TASKS FOR THIS EXERCISE –
1. List every functional group that the excerpt on copper-catalyzed acetylation with potassium thioacetate says the reaction tolerated.
2. Carry the excerpt on copper-catalyzed acetylation with potassium thioacetate forward from its final sentence.

PAGE EXCERPT –
.....
Generally, thioacetic acid or potassium thioacetate are used as sources of thioacetate anions, commonly used as nucleophilic partners in substitution reactions[11`] [b] [c] [d] or cross-coupling reaction to give organic thioacetates.[11e–g] Recently, these reagents have been used as sources of acetyl groups for the synthesis of amides through metal-catalyzed cross-coupling reaction with amines.[12] Two activated intermediates from thioacetic acid or potassium thioacetate can be present in these reactions: metal complexes of thioacetic acid[12b] [c] or diacetyl disulfide.[12d] [e] For examples, Gopi and co-workers reported the copper-catalyzed acetylation of amines with thioacetic acid as an acetylating reagent.[12b] [c] Tan and co-workers developed a visible-light-promoted photoredox-catalyzed method for the synthesis of amides with potassium thioacetate.[12d] To the best of our knowledge, the application of these reagents to the acetylation of phenols and alcohols has not yet been reported. Here, we report a simple copper-catalyzed acetylation of phenols and anilines with potassium thioacetate as an acetylating reagent.

We began our investigations by examining the reaction of 2-naphthol (1a) with potassium thioacetate (2a). First, various solvents were screened in the absence of a catalyst (Table1, entries 1–4). To our surprise, the target product 2-naphthyl acetate was obtained in 68% yield in MeCN at 80 °C under air (entry 1), whereas only traces of the product were detected in other solvents (entries 2–4). Next, various copper salts were examined as catalysts for the reaction and were shown to improve the yield (entries 5–9) with the highest yield being obtained when Cu(OAc)₂·H₂O was used as the catalyst (entry 9). We also found that the amount of 2a had a marked impact on the reaction (entries 9–11), and when the amount of 2a was increased to 3.0 equivalents, a 93% yield was obtained (entry 11). Finally, we investigated the effect of the temperature on the reaction (entries 12–15). The optimal reaction temperature was found to be 80 °C, significantly lower yields being obtained at other temperatures, especially room temperature, at which the yield was only 39%.

With the best reaction conditions in hand, we expanded the scope of the method to various naphthols and phenols. We found that this reaction gave moderate to high yields from electron-rich naphthols and phenols (Table [2]). A series of functional groups were tolerated including chloro, bromo, methoxy, methyl, and protected amino groups. The reactivity of 2-naphthols was higher than that of 1-naphthols (Table [2], entries 1 and 2). When 1- or 2-naphthols containing substituent groups were treated with 2a under the optimized conditions, the yields decreased remarkably (entries 3–6), with chloro-substituted naphthols gave higher yields than bromo-substituted naphthols. In addition, we found that the reactivity of phenols was lower than that of 1- or 2-naphthols. The position of the substituent group had a marked effect on the reaction. For example, the reaction of 4-methoxyphenol gave a 68% yield of the acetate, whereas the 3-methoxyphenol gave a 56% yield (entries 7 and 8). Methylated phenols and 4-(dimethylamino)phenol gave only moderate yields of the corresponding acetates (entries 9–11).
.....
Object point labels –
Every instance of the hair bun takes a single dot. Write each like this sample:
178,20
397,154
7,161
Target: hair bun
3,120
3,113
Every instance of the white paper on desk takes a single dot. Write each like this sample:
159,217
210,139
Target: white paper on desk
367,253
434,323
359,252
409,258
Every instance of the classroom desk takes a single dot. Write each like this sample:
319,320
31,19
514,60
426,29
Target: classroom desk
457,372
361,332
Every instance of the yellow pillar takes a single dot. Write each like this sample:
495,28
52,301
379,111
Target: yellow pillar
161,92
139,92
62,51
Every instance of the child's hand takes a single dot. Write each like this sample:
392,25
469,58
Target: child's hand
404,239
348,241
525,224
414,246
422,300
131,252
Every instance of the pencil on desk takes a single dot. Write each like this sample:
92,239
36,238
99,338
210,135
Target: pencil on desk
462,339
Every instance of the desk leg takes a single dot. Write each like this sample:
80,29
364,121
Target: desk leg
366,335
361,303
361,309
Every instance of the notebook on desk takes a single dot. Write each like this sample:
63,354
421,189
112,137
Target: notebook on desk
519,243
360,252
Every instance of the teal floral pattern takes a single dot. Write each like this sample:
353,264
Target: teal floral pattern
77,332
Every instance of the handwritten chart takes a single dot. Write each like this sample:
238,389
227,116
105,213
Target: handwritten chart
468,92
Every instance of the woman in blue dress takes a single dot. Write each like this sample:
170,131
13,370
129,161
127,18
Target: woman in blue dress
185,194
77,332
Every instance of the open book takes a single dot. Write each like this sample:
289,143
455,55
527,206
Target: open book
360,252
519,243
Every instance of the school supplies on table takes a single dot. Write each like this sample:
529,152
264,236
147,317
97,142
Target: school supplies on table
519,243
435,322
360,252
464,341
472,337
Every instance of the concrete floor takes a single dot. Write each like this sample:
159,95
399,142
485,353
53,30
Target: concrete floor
.....
OUTPUTS IN ORDER –
1. Chloro, bromo, methoxy, methyl, and protected amino groups.

2.
Table 1 Optimization of the Reaction Conditions^a

Entry	Catalyst	Solvent	Temp (°C)	Yieldb (%)
1	-	MeCN	80	68
2	-	DMSO	80	trace
3	-	DMF	80	trace
4	-	DCE	80	trace
5	CuI	MeCN	80	73
6	CuBr	MeCN	80	72
7	CuCl	MeCN	80	76
8	CuOAc	MeCN	80	78
9	Cu(OAc)2·H2O	MeCN	80	85
10c	Cu(OAc)2·H2O	MeCN	80	79
11d	Cu(OAc)2·H2O	MeCN	80	93
12d	Cu(OAc)2·H2O	MeCN	r.t.	39
13d	Cu(OAc)2·H2O	MeCN	60	75
14d	Cu(OAc)2·H2O	MeCN	100	78
15d	Cu(OAc)2·H2O	MeCN	120	56

^a Reaction conditions: 1a (0.3 mmol), 2a (2.0 equiv), solvent (2 mL), catalyst (0.2 equiv), under air, 8 h.

^b Isolated yield.

^c 2a (1.5 equiv).

^d 2a (3.0 equiv).

Having successfully investigated the acetylation of naphthols and phenols, we further expanded the scope of the substrates to include anilines. Under the standard conditions with the copper catalyst, electron-rich anilines were compatible with this protocol and gave high yields of the corresponding amides (Table [3]; Method A). In addition, while screening the conditions for this reaction, we found that it could be catalyzed by t­-BuONO at room temperature, albeit with slightly lower yields (Table [3]; Method B). The highest yield was obtained from the reaction of 4-methoxyaniline (Table [3], entry 1). Like the acetylation of 4- and 3-substituted phenols, the reaction of 4-methylaniline gave a higher yield than that of 3-methylaniline (entries 2 and 3). Aniline gave N-phenylacetamide in yields of 77% and 72% by Methods A and B, respectively (entry 4). Notably, 4-fluoroaniline also gave a high yield of the corresponding acetamide (entry 5). Interestingly, for 4-aminophenol as a substrate, the diacetylation product was obtained in moderate yield (entry 6). Other substituted anilines were tried under the two standard conditions, but the yields were relatively low (not shown). Attempts to apply the process to the acetylation of aliphatic amines or alcohols proved problematic for reasons that remain unclear.

Table 2 Scope of Various Naphthols and Phenols^a

Entry	ArOH	Product	Yieldb (%)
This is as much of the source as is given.